Record set:
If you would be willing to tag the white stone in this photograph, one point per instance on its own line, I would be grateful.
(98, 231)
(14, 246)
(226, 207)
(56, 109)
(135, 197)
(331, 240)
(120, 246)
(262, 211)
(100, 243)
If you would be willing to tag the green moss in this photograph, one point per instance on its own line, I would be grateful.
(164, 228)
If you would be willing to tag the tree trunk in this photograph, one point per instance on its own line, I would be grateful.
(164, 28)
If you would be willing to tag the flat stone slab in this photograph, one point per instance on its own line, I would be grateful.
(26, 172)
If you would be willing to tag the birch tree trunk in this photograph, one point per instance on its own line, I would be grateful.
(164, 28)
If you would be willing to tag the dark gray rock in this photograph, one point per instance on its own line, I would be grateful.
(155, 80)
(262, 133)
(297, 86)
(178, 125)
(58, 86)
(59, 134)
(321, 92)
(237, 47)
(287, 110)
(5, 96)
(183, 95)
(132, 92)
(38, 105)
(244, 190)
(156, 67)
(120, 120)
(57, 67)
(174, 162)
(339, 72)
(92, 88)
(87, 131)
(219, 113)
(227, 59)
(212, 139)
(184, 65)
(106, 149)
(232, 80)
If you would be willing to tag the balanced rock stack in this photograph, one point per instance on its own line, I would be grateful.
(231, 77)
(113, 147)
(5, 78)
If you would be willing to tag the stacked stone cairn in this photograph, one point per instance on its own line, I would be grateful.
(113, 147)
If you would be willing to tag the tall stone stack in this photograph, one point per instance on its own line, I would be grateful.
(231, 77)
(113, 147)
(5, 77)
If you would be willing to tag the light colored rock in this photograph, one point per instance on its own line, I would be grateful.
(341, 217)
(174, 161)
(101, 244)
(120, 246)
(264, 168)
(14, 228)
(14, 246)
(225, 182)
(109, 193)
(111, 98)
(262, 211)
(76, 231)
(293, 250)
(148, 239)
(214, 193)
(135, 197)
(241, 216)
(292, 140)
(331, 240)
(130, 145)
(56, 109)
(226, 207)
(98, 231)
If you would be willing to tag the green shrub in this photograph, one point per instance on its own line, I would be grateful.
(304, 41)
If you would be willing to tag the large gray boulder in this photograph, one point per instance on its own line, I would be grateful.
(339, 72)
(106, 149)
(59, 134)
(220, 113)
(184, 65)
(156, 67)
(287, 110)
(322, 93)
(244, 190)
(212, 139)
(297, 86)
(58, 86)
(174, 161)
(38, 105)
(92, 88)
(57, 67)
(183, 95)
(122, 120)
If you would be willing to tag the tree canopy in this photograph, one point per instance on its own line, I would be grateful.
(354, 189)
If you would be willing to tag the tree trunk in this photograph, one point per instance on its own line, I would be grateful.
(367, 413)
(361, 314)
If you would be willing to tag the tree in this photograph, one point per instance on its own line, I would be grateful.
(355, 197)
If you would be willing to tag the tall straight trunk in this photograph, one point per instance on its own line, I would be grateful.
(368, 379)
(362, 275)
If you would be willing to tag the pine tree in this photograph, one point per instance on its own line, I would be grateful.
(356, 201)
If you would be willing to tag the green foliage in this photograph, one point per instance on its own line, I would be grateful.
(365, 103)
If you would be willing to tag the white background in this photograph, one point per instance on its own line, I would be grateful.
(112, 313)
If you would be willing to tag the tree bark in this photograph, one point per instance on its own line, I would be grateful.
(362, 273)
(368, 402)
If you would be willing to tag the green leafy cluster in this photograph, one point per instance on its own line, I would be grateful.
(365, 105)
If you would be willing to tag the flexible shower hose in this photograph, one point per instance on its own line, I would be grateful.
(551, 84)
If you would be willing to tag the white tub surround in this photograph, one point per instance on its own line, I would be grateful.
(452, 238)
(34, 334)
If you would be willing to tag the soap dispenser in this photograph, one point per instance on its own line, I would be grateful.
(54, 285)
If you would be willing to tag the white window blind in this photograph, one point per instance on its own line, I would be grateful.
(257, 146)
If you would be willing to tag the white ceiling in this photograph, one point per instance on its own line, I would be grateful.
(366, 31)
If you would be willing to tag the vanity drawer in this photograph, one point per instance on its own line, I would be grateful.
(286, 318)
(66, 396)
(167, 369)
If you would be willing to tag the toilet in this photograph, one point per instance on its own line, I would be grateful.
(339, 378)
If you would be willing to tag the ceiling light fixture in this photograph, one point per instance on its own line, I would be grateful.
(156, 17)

Written instruction: Type the whole listing again, unaltered.

Full response:
If you would be willing to tag the white stone in this photograph, one point per instance on its own line, I would be grateful.
(98, 231)
(14, 246)
(226, 207)
(56, 109)
(135, 197)
(331, 240)
(120, 246)
(262, 211)
(100, 243)
If you would be willing to tag the green moss in this photograph, one point per instance on its own line, I would be grateful.
(164, 228)
If you would be willing to tag the tree trunk in this photograph, one point per instance on its own line, I would be grateful.
(164, 28)
If you would be willing to tag the flat stone slab in this photograph, one point per instance on its own line, I would be grateful.
(26, 172)
If you would be willing to tag the birch tree trunk in this photograph, one point per instance on its own line, I would be grateful.
(164, 28)
If you would be willing to tag the dark gray rock in this photograph, one point per instance on its own line, I would be grateful.
(155, 80)
(262, 133)
(297, 86)
(178, 125)
(58, 86)
(59, 134)
(321, 92)
(237, 47)
(287, 110)
(5, 96)
(183, 95)
(132, 92)
(38, 105)
(244, 190)
(156, 67)
(120, 120)
(57, 67)
(174, 162)
(339, 72)
(92, 88)
(87, 131)
(219, 113)
(227, 59)
(212, 139)
(184, 65)
(106, 149)
(232, 80)
If you would be willing to tag the balanced rock stack in this photograph, one point per instance on its own line, I would be grateful.
(231, 77)
(113, 147)
(5, 78)
If you would be willing to tag the stacked stone cairn in this photograph, one point per instance on its own line, I would be grateful.
(113, 147)
If you would be willing to tag the tall stone stack in this photograph, one point per instance on its own line, I would be grateful.
(231, 77)
(113, 147)
(5, 77)
If you would be willing to tag the light colored rock in this photograph, one point per instance on its own line, I would be grateful.
(341, 217)
(174, 161)
(101, 244)
(120, 246)
(264, 168)
(14, 228)
(14, 246)
(225, 182)
(109, 193)
(111, 98)
(262, 211)
(76, 231)
(293, 250)
(148, 239)
(214, 193)
(135, 197)
(241, 216)
(292, 140)
(331, 240)
(130, 145)
(56, 109)
(226, 207)
(98, 231)
If you would be willing to tag the green shrub in this photograph, one point per instance on its own line, I would be grateful.
(304, 41)
If you would be willing to tag the large gray boulder in this photograph, one point per instance on its own line, I would be grateful.
(339, 72)
(106, 149)
(59, 134)
(220, 113)
(184, 65)
(156, 67)
(287, 110)
(322, 93)
(244, 190)
(212, 139)
(297, 86)
(58, 86)
(174, 161)
(38, 105)
(92, 88)
(57, 67)
(183, 95)
(122, 120)
If you would be willing to tag the tree canopy in this photograph, one point per instance on its own line, I would be grateful.
(354, 189)
If you would be willing to tag the tree trunk in this photograph, one point per instance on its own line, I would be grateful.
(367, 413)
(361, 314)
If you would be willing to tag the tree in this photograph, one point per instance on its own line, I would be grateful.
(355, 197)
If you would be willing to tag the tall straight trunk in this photograph, one point per instance on its own line, I would be grateful.
(368, 379)
(362, 275)
If you would be willing to tag the pine tree in this photograph, one point per instance on its own line, I would be grateful.
(356, 201)
If you would be willing to tag the green foliage in this photograph, one point per instance on its own line, I would be grateful.
(365, 103)
If you would be willing to tag the white background in this photograph, one point per instance on its own line, I would be grateful.
(112, 313)
If you would be willing to tag the tree bark in this photograph, one point per instance on its own line, I would be grateful.
(362, 273)
(368, 402)
If you would be willing to tag the green leafy cluster in this photograph, one point per instance on its own line, I would be grateful.
(365, 105)
If you would be willing to tag the flexible shower hose in this photograph, one point per instance on its own line, I would be grateful.
(551, 84)
If you would be willing to tag the white tub surround in this photograph, one point per instance on its own line, I would be grateful.
(452, 238)
(34, 334)
If you would be willing to tag the soap dispenser in this photograph, one point per instance on its own line, I would be grateful.
(54, 285)
If you would be willing to tag the white window blind in this photograph, one point per instance on its own line, I would be grateful.
(257, 146)
If you would be willing to tag the white ceiling in this photograph, one point per instance on its own line, I would be grateful.
(366, 31)
If you would be willing to tag the vanity drawer in this photograph, one point per instance on its own line, I would be grateful.
(286, 318)
(66, 396)
(167, 369)
If you would be willing to tag the toilet in this photograph, one point per instance on its own line, I would be grateful.
(339, 378)
If you would be willing to tag the ceiling light fixture in this photograph, one point per instance on its own line, I would be grateful.
(156, 17)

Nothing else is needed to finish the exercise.